**TEXTE SUPPORT:**
____________

Ayant servi pour la première fois à Lourdes en août dernier avec les Foulards Blancs (FB), il m’a été demandé d’écrire sur cette expérience nouvelle. Je le fais volontiers, en espérant que, si Dieu veut, ces quelques lignes pourront donner à d’autres l’envie de rejoindre l’aventure (ou du moins, qu’elles ne les en dissuaderont pas !). Je retiendrai ici deux aspects qui, à mon avis, rendent l’expérience FB originale par rapport à celles que l’on peut vivre habituellement dans le scoutisme.
Le premier peut paraître tout bête mais il est, je pense, déterminant : l’amitié scoute inter-mouvements. Aspect déterminant en effet : comment porter la paix et l’amitié aux personnes que nous accompagnerons si nous ne recevons pas d’abord cette paix, cette amitié, ni ne les vivons entre nous ? « C’est à l’amour que vous aurez les uns pour les autres que tous vous reconnaîtront pour mes disciples. »

____________

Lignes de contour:

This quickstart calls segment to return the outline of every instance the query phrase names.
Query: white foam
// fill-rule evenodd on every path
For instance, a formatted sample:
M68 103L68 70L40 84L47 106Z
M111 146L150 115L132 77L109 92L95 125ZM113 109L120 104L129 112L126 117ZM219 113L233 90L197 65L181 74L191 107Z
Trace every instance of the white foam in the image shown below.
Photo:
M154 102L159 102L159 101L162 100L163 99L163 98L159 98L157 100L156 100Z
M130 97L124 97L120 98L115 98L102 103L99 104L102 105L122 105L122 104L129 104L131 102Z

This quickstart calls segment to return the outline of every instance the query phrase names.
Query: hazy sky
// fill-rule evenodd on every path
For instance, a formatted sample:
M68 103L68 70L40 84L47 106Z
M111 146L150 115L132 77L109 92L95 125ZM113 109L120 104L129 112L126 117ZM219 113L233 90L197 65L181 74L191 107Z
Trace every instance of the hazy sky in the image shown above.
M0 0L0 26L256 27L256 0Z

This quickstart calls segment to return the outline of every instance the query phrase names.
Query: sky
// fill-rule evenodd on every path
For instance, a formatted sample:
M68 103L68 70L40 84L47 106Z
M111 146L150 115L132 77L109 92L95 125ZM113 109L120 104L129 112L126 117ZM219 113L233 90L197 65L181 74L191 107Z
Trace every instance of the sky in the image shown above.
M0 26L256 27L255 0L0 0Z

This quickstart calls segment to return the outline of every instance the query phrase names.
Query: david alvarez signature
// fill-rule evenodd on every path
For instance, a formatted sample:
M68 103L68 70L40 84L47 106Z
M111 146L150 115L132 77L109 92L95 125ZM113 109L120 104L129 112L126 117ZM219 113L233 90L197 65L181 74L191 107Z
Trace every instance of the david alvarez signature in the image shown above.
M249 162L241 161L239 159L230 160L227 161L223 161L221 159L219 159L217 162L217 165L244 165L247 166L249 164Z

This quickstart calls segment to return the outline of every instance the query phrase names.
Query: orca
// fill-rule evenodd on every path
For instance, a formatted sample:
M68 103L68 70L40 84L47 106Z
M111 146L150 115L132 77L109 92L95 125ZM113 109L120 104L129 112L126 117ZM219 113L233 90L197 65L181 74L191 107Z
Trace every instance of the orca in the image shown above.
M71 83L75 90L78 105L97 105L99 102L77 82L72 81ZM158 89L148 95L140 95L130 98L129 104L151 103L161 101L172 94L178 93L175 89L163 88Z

____________

**CONSIGNE:** Prolongez le témoignage sur le service des Foulards Blancs à Lourdes en reprenant juste après sa dernière phrase.

**CORRIGÉ:**
Les rencontres inter-mouvements sont rares. L’amitié entre les scouts et guides qui en sont issus pourrait paraître abstraite, voire illusoire. (Bon, déjà commençons par la vivre dans nos unités scoutes respectives, ce sera un bon début !) Chez les FB, on arrive dans une équipe – une permanence – composée de guides et scouts venus de différentes associations de scoutisme. De toute la semaine, jamais je n’ai entendu un seul commentaire moqueur ni ironique sur les variétés de pratiques entre nos mouvements. Certes, nous étions issus de branches différentes, mais nous étions surtout réunis par un esprit scout commun, celui-là même qui avait conduit chacun de nous à venir servir à Lourdes. Un moment l’a bien illustré à mes yeux : la cérémonie au cours de laquelle certains d’entre nous s’engagèrent dans la communauté des FB ; moment fort, dont je me souviens avec émotion. C’était lors de la prière du soir, en face de la grotte, de l’autre côté du gave. A cette occasion, plusieurs membres de notre groupe, issus de différents mouvements, déclarèrent publiquement les raisons de leur engagement. La diversité des mots traduisait une même idée, j’ose dire : un même idéal, un idéal de vie. Et cet idéal n’était pas une abstraction romantique mais une exigence à incarner toujours davantage : servir (« s’il plaît à Dieu toujours »), ici à Lourdes comme dans toute notre vie. Et Dieu sait combien nous avons besoin d’être soutenus pour cela. Cet idéal que je portais en moi, j’en ai vu une réalisation à Lourdes, avec les FB. C’est avec l’aide de cette communauté scoute que bien des personnes ont incarné leur promesse scoute, et que bien d’autres le feront à l’avenir si Dieu veut – peut-être toi, qui réfléchis à venir au service l’été prochain ?
Et voici le second aspect : le service avec les FB est une école de disponibilité particulièrement bonne.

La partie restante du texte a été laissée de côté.